_SHORT PROBLEM_.
Provide the records once more, identical to the original.

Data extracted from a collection
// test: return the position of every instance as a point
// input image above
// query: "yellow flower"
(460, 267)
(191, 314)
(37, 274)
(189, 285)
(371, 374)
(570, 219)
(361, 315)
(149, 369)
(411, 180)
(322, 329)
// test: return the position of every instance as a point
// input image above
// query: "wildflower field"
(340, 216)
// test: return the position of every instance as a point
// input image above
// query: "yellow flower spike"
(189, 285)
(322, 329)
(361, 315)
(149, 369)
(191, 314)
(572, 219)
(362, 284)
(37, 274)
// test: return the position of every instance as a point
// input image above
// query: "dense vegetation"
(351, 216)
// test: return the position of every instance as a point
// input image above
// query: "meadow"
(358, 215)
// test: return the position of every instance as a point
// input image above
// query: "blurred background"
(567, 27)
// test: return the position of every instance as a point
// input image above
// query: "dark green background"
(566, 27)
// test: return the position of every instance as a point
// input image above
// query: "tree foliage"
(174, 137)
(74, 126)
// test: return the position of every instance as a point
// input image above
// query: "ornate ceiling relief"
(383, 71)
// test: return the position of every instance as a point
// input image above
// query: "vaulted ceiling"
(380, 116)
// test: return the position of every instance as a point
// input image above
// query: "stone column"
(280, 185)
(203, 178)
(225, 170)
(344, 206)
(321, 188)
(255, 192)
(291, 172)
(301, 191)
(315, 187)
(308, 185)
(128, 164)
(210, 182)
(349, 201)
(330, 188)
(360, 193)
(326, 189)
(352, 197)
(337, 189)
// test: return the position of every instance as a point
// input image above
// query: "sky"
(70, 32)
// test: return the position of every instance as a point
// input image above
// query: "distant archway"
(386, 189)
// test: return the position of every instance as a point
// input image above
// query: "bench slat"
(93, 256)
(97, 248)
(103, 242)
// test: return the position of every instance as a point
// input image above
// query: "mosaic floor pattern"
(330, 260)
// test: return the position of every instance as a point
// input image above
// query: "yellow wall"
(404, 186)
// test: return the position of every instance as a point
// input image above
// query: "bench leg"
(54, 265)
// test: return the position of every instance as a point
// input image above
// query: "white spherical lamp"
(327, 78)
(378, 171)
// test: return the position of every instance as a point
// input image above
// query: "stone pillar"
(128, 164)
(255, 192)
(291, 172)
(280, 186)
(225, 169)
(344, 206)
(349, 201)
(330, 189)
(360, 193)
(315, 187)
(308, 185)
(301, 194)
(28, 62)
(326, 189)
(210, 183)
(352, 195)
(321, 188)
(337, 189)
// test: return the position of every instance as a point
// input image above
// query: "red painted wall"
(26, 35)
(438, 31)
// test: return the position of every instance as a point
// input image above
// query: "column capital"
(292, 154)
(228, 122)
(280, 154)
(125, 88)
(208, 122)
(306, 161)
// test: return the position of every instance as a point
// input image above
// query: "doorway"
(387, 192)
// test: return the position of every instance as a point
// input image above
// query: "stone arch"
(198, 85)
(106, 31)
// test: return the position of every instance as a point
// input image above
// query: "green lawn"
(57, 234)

_TASK SOLUTION_.
// test: return the position of every instance as a point
// input image above
// query: "yellow flower"
(460, 267)
(191, 314)
(37, 274)
(189, 285)
(371, 374)
(570, 219)
(361, 315)
(149, 369)
(411, 180)
(322, 329)
// test: return the position of every instance as a point
// input image above
// query: "wildflower field"
(340, 216)
// test: return the position of every instance as a point
// input image above
// query: "yellow flower spike"
(189, 285)
(322, 329)
(361, 315)
(149, 369)
(191, 314)
(572, 219)
(362, 284)
(37, 274)
// test: return the position of every instance as a point
// input image above
// query: "dense vegetation"
(351, 216)
// test: return the position of every instance as a point
// input image above
// query: "meadow"
(358, 215)
// test: return the position of every instance as a point
// input image above
// query: "blurred background"
(567, 27)
// test: return the position of every instance as a point
// input image above
// query: "dark green background"
(566, 27)
// test: return the position of every instance as a point
// input image above
// query: "tree foliage"
(174, 137)
(74, 126)
// test: return the position of every instance as a point
// input image above
// query: "ornate ceiling relief"
(383, 71)
// test: return the position of every instance as a point
// input image above
// query: "vaulted ceiling"
(380, 116)
// test: return the position of every instance as a point
// input image above
// query: "stone column"
(280, 185)
(203, 178)
(225, 170)
(344, 206)
(321, 188)
(255, 192)
(291, 172)
(301, 191)
(315, 187)
(308, 185)
(128, 164)
(210, 182)
(349, 201)
(330, 188)
(360, 193)
(326, 189)
(352, 197)
(337, 189)
// test: return the position of every instance as a point
// input image above
// query: "sky"
(70, 32)
// test: return the position of every instance as a point
// input image above
// query: "distant archway"
(386, 189)
// test: return the position of every instance as a point
// input image above
// query: "bench slat"
(93, 256)
(97, 248)
(103, 242)
// test: return the position of every instance as a point
// input image above
// query: "mosaic floor pattern"
(330, 260)
// test: return the position of every instance as a point
// input image above
// query: "yellow wall"
(404, 186)
// test: return the position of every instance as a point
// input image above
// query: "bench leg"
(54, 265)
// test: return the position of every instance as a point
// input image above
// query: "white spherical lamp"
(327, 78)
(378, 171)
// test: return the position of every instance as a point
// input image above
// query: "stone pillar"
(128, 164)
(255, 192)
(291, 172)
(280, 186)
(225, 169)
(344, 206)
(349, 201)
(330, 189)
(360, 193)
(315, 187)
(308, 185)
(301, 194)
(28, 62)
(326, 189)
(210, 183)
(352, 195)
(321, 188)
(337, 189)
// test: return the position of every instance as a point
// input image above
// query: "red painted wall"
(26, 35)
(438, 31)
// test: return the position of every instance as a point
// input image above
// query: "column capital"
(292, 154)
(228, 122)
(280, 154)
(125, 88)
(208, 122)
(306, 161)
// test: return the position of every instance as a point
// input image above
// query: "doorway"
(387, 192)
// test: return the position of every instance as a point
// input image above
// query: "stone arch"
(198, 85)
(106, 31)
// test: return the position of every instance as a point
// input image above
// query: "green lawn"
(57, 234)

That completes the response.